* [What is required]:
The entries below are to be copied exactly, with every picture left out.

* [Stored data]:
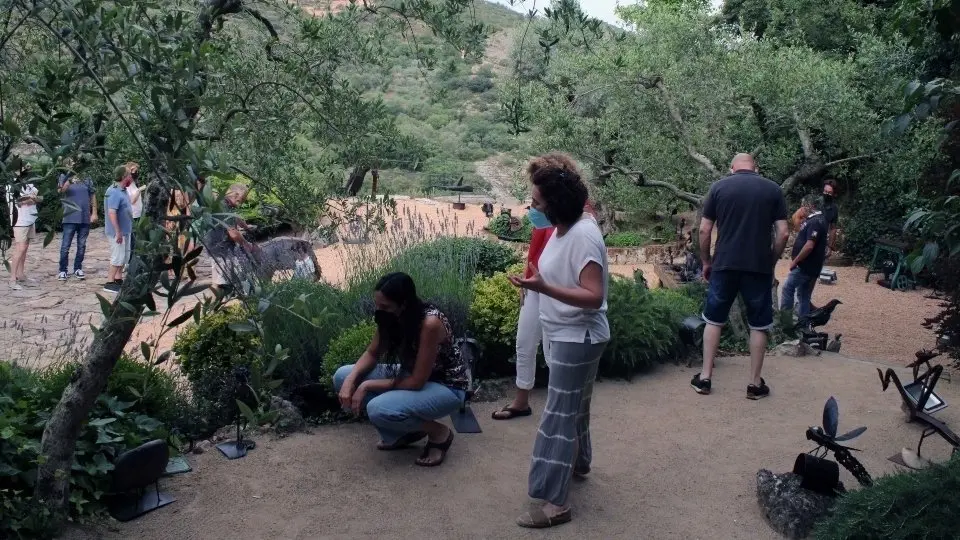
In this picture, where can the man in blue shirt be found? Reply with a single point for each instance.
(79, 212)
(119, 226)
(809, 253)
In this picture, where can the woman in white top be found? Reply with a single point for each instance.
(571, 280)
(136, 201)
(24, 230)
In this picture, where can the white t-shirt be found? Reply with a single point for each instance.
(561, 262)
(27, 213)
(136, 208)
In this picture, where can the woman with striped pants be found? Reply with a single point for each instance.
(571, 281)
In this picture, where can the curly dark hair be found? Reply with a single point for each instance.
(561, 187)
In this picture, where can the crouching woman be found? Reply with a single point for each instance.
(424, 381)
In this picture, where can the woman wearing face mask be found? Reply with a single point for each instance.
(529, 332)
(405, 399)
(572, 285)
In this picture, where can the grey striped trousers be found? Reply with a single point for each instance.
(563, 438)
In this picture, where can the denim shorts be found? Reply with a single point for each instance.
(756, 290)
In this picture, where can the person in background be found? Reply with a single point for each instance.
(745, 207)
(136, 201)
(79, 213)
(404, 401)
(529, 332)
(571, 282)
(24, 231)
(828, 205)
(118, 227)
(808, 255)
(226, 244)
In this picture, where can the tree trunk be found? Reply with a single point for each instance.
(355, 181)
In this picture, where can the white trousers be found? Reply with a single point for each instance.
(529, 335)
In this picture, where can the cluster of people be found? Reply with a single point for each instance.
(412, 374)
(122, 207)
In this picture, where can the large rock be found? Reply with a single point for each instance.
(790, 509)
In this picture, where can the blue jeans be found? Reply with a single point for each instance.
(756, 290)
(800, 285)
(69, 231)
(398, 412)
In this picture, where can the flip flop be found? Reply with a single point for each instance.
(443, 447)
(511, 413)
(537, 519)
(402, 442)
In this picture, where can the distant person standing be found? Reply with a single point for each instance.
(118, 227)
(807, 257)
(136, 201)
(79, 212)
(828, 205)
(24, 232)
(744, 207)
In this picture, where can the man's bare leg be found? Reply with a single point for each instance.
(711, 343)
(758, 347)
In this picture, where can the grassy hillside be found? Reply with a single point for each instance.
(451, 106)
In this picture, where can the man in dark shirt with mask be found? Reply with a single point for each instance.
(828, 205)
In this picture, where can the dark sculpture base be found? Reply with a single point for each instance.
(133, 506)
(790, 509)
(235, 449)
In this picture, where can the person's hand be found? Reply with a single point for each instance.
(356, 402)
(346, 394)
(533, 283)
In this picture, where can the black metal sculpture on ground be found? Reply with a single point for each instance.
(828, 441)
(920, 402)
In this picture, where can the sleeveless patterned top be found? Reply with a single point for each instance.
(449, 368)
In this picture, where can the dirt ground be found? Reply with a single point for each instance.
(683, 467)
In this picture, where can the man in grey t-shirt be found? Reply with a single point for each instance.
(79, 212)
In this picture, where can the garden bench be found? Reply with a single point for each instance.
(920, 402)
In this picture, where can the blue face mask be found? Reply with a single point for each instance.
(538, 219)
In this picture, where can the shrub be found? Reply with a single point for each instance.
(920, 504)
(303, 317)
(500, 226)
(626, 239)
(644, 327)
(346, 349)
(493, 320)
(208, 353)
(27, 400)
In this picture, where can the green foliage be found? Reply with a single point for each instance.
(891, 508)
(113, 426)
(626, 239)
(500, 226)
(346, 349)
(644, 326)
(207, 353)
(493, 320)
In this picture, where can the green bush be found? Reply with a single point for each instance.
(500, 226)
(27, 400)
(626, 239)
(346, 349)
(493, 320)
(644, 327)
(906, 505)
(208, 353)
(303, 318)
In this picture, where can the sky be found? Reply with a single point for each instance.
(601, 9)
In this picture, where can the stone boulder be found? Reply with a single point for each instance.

* [Reply]:
In this picture, where can the man in blue shirt be found? Reply with a single point for each instance.
(79, 212)
(119, 226)
(809, 253)
In this picture, where can the woman in white top be found? Reply with a single point for each instance.
(571, 280)
(136, 201)
(24, 230)
In this picture, where can the white t-shirt be found? Reply with a single point for each instance.
(561, 262)
(27, 213)
(136, 208)
In this picture, where can the woman with striped pants be found? Reply with a single point for each instance.
(571, 281)
In this picture, where can the curly dark hair be found? Reply with a single point for each instance.
(561, 187)
In this picture, where can the crouching woman be found? Reply with a single point for each instance.
(424, 381)
In this picture, where can the woman wearing face mask be found? Reply with a single point for each instance.
(529, 332)
(405, 399)
(572, 285)
In this picture, where can the grey striped trousers be found? Reply with a single point for each instance.
(563, 438)
In this picture, where can the denim shorts be found? Reply with a single point for each instance.
(756, 290)
In this picture, where can the person in background be found? Reply with a single point for each instance.
(745, 207)
(136, 201)
(79, 213)
(404, 401)
(529, 332)
(571, 282)
(24, 231)
(828, 205)
(118, 227)
(808, 255)
(226, 244)
In this picture, where can the tree trunk be found? Reply with a single point for each instance.
(355, 181)
In this picture, where can the white trousers be found? Reply with a single point for each instance.
(529, 335)
In this picture, where can the cluster of people be found? Reply with a single point for each instance.
(412, 374)
(122, 207)
In this picture, where can the large rock be found? Reply with a single point for each instance.
(790, 509)
In this picture, where can the blue jeans be found? Reply with a single point for each instance.
(756, 290)
(800, 285)
(69, 231)
(398, 412)
In this picture, where can the flip flop be found? Reply with a single point for each instance.
(443, 447)
(511, 413)
(537, 519)
(402, 442)
In this picture, where can the distant person standing be found? Reply with a single point for each instance.
(118, 227)
(807, 257)
(136, 201)
(79, 212)
(828, 205)
(24, 232)
(744, 207)
In this picture, where can the man's bare leg be found? Reply with a single point for each instance.
(711, 343)
(758, 347)
In this picture, where can the grassy hillside be found? Reply with a single point for each instance.
(451, 106)
In this picture, where can the man in dark shirt with mask be found? Reply with a single point for each instance.
(828, 205)
In this picture, where can the dark sculpture base be found? Reply with a single point for each instance.
(133, 506)
(790, 509)
(235, 449)
In this picture, where can the person's hand be found? Reply with a single point for each instance.
(356, 402)
(346, 394)
(533, 283)
In this picture, where can the black metal sculpture on ground be found? Reply with a single point for each instance.
(828, 441)
(920, 402)
In this picture, where can the sleeveless patterned top be found? Reply with a single point for each instance.
(449, 368)
In this picture, where can the dirt ground be found? Reply with a single point for each instance.
(683, 467)
In this picture, where can the man in grey t-shirt be found? Reply with a single point for each instance.
(79, 212)
In this picture, where can the garden bench be found? Reply with a single point for each instance.
(920, 402)
In this picture, where can the blue face mask be found? Reply with a single point for each instance.
(538, 219)
In this picture, where can the shrub be found? Reply with a single point for each instance.
(920, 504)
(303, 317)
(500, 226)
(626, 239)
(644, 327)
(346, 349)
(493, 320)
(208, 353)
(27, 400)
In this picture, where can the green foliage be found? Reply with a single point for each instance.
(891, 508)
(113, 426)
(626, 239)
(500, 226)
(346, 349)
(644, 326)
(207, 353)
(493, 320)
In this picture, where can the green bush be found? Reply with a single point for each instance.
(500, 226)
(27, 400)
(626, 239)
(346, 349)
(493, 320)
(644, 327)
(906, 505)
(208, 353)
(303, 318)
In this picture, where can the sky be found? Reply with a single point for each instance.
(601, 9)
In this picture, where can the stone boulder be found? Reply with a single point for each instance.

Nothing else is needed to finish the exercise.